* _Supplied text_:
2. The war of the stray dog (October 23, 1925 – November 2, 1925)
Tensions were perpetually high between Greece and Bulgaria especially along the border, an area called Petrich. But all hell broke loose on October 23, 1925 when a Greek soldier chased his dog across the Bulgarian border and was subsequently shot dead by a Bulgarian soldier. In retaliation, Greece invaded Petrich the next day. They quickly cleared Bulgarian forces but were halted by the League of Nations, who ordered them to leave and pay Bulgaria 45,000 pounds for damages caused. In the end 121 Greeks and 50 Bulgarians were casualties in one of the most bizarre wars in history.
3. The pig war (June 1859 – October 1859)
The Pig War was a confrontation between American and British authorities over their boundary, the San Juan islands. In 1859 a pig belonging to the British Hudson Bay Company wandered into the farm of American farmer Lyman Cutlar on the San Juan Islands. Cutlar shot the pig and and a huge dispute arose. By the 10th of August, 461 Americans and 14 cannons were being faced down by 5 British warships carrying 2,140 men. But soldiers on both sides had been ordered to fire only if fired upon and hence, waited for the other to make a move. Eventually, the British apologised and agreed on joint occupation of the island. The pig was the only “casualty” of the war, making it essentially bloodless.
4. The Three Hundred and Thirty Five Years war (1651 – 1986)
This war took place between the Netherlands and The Isle of Scilly which is off the southwest coast of Great Britain. It began as an extension to the Second English Civil War though the existence of a formal declaration of war is disputed. The war started in 1651 but was eventually forgotten about. It is said to have been extended by a lack of peace treaty which was finally signed in 1986 making it the longest war in history. Interestingly, there were more casualties in the shortest war in history than in the longest which did not witness even one actual shot fired.

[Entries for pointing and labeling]

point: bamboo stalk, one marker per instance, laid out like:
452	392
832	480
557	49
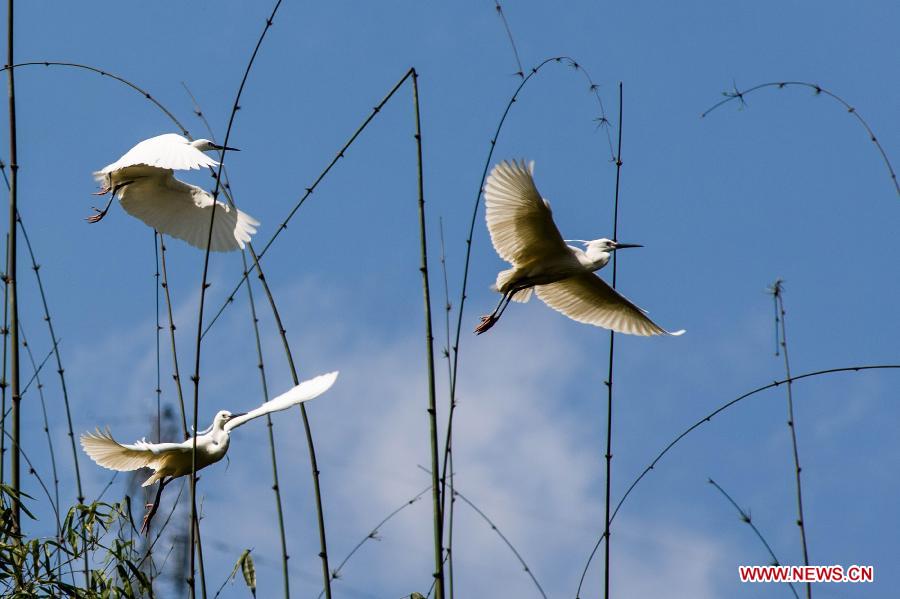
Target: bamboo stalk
11	276
778	298
437	507
609	376
195	529
260	365
708	418
3	382
745	517
176	372
739	95
265	391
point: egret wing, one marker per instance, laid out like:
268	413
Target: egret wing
109	453
167	151
303	392
587	298
175	208
518	218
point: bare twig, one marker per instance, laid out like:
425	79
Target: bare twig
745	517
203	286
609	376
262	371
708	418
437	506
512	42
373	534
777	291
818	90
512	548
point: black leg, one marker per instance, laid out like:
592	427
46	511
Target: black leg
96	218
145	525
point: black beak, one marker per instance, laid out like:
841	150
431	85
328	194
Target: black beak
620	246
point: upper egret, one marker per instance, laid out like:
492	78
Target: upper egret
524	234
171	460
147	189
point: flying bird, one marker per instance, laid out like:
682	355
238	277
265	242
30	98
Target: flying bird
172	460
144	181
524	234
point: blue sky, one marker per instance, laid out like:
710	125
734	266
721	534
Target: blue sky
787	187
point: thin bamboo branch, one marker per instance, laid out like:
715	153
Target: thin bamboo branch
156	286
5	332
512	42
502	536
745	517
609	376
373	534
195	529
176	372
778	300
36	267
708	418
102	73
11	277
819	90
262	371
437	504
309	190
51	451
446	353
603	122
269	426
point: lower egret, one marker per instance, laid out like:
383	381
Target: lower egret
144	181
172	460
523	233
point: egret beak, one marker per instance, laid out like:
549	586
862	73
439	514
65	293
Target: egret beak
620	246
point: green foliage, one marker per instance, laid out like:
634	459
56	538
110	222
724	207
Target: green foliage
49	567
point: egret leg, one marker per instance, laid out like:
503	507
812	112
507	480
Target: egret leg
106	187
488	321
152	507
96	218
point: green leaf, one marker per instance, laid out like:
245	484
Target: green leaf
249	571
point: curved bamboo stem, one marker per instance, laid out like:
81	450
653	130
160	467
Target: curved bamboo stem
195	529
738	95
778	299
745	517
260	365
708	418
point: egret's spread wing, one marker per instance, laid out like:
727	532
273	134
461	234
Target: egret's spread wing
588	299
168	151
518	218
303	392
183	211
109	453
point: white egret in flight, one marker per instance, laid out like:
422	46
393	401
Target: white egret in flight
148	190
524	234
172	460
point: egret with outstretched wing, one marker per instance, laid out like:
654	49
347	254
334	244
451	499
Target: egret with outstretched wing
172	460
523	233
144	181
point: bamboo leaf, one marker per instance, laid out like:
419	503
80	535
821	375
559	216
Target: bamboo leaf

* _Short problem 1_: In the text on unusual wars, what sum did the League of Nations order Greece to pay Bulgaria?
* _Short problem 2_: Carry on the text on unusual wars from the point where it stops.
The records play no part in this work.

* _Exercise output 1_: 45,000 pounds for damages caused.

* _Exercise output 2_:
5. The Football War (June 14, 1969 – June 29, 1969)
The Football War also known as The 100 hours War, was fought between El Salvador and Honduras in 1969. Tensions between the two countries had been high due to political conflicts. When El Salvador lost a football match to Honduras resulting in its exit from the FIFA World Cup, tensions rose further with rioting and demonstrations. The Salvadoran Army launched an attack against Honduras. The Organisation of American States negotiated a cease fire on July 20, about 100 hours after the first shots were fired in the war which killed about 3,000.
6. Moldovan Transdniestrian war (March 2, 1992 – July 21, 1992)
After the Soviet Union collapsed, two-thirds of Moldova wanted closer ties with Romania, but the remaining one-third preferred Ukraine and Russia. War broke out and the east eventually split to form Transdniestria, which is still unrecognised by the world. But what makes this war weird is that the men fighting each gathered in no man’s land at night to mingle and drink. The local military called it “the Drunken War.” Officers met every night to have a drink and then went away in the morning to open fire on each other. This drunken war resulted in a total of 1,300 dead on both sides.
7. The Emu War (November 11, 1932 – November 18, 1932)
In 1932, the emu population in Australia was growing beyond control with over 20,000 emus wreaking havoc among crops. In response the Australian military declared war on the emus and sent out a task force of soldiers to kill them. However, shooting blindly on emus which can run up to a speed of 50 kmph did not bring the expected results. Only a handful were actually killed as the birds simply ran away even after being struck by multiple bullets. After a week, the “Great Emu War” was withdrawn on orders of the Defense Minister, resulting in a military defeat for Australia.
8. The Anglo Zanzibar War (August 27, 1896)
This was the shortest war, lasting only 38 minutes and was fought between the United Kingdom and Zanzibar, after the British didn’t approve of the new Sultan of Zanzibar, Sultan Khalid bin Barghash. In accordance with a treaty signed in 1886, for accession to the sultancy, the candidate had to obtain permission from the British Consul which Khalid had not done. So the British sent an ultimatum to Khalid to stand down and leave the palace. The ultimatum expired at 9am on 27th August by which time Khalid had not surrendered. At 9:02 am the British opened fire in the palace till 9:40 am, 38 minutes in total and then Zanzibar surrendered. 500 casualties were sustained by Zanzibar while the British only lost one sailor.
9. Lijar vs France (1883 – 1981)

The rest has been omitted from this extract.